**Brief:** Please write out the tire transponder passage again, starting with "An example of" and going on through "transmitted by wireless.", with each "coil antenna" swapped for "loop antenna".

**Provided passage:**
════════════════════

1. Field of the Invention
The present invention relates to a transponder for tire, a tire with a transponder and a mounting method of the tire with transponder, and more particularly to embedding, into the tire, of the transponder equipped with a sensor for detecting physical quantity in the atmosphere within the tire air chamber.
2. Description of the Related Art
Conventionally, when identification information concerning the tire and other additional information are acquired or information on pneumatic pressure, temperature or the like in the atmosphere within the tire air chamber is acquired, there is known a method of fitting a transponder within the tire to acquire the information without making contact with the tire. Also, the transponder is composed of an integrated circuit and a housing for protecting the integrated circuit, and has various shapes such as a small coin shape or a cylindrical column shape.
An example of technique of this sort is disclosed in Japanese Patent Laid-Open No. 5-169931 specification (first conventional example). According to this technique, an entire housing for the transponder is completely embedded within the tire such that a coil antenna of the transponder having a pressure sensor can be combined with bead wire of the tire. Further, the bead wire is used as the primary winding and the coil antenna is used as the secondary winding. Thereby, the pneumatic pressure within the tire air chamber is detected through the inner wall of the tire, and this detection result is transmitted by wireless.

════════════════════

**Given records:**
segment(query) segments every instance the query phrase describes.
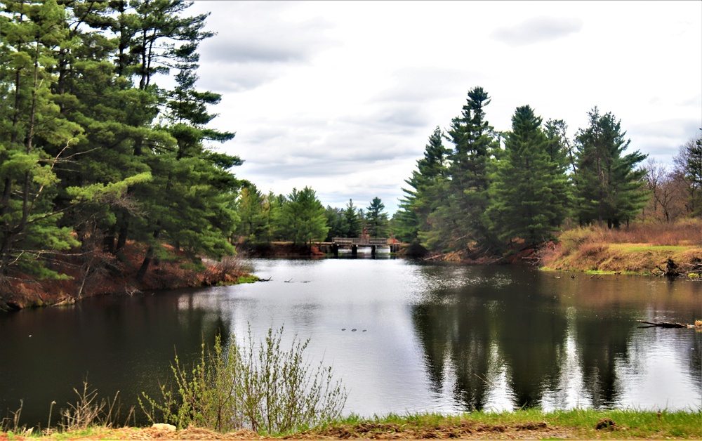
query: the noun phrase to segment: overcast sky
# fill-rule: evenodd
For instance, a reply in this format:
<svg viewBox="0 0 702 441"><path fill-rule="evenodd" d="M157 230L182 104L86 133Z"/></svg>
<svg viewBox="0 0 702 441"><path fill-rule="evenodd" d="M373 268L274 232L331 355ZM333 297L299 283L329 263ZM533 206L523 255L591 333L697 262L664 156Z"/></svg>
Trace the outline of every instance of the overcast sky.
<svg viewBox="0 0 702 441"><path fill-rule="evenodd" d="M198 1L217 35L198 88L223 95L220 148L263 192L312 187L325 206L374 197L392 214L429 136L468 90L509 130L529 105L572 136L594 106L630 150L670 164L702 127L702 1ZM445 145L450 145L446 143Z"/></svg>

════════════════════

**Task result:**
An example of technique of this sort is disclosed in Japanese Patent Laid-Open No. 5-169931 specification (first conventional example). According to this technique, an entire housing for the transponder is completely embedded within the tire such that a loop antenna of the transponder having a pressure sensor can be combined with bead wire of the tire. Further, the bead wire is used as the primary winding and the loop antenna is used as the secondary winding. Thereby, the pneumatic pressure within the tire air chamber is detected through the inner wall of the tire, and this detection result is transmitted by wireless.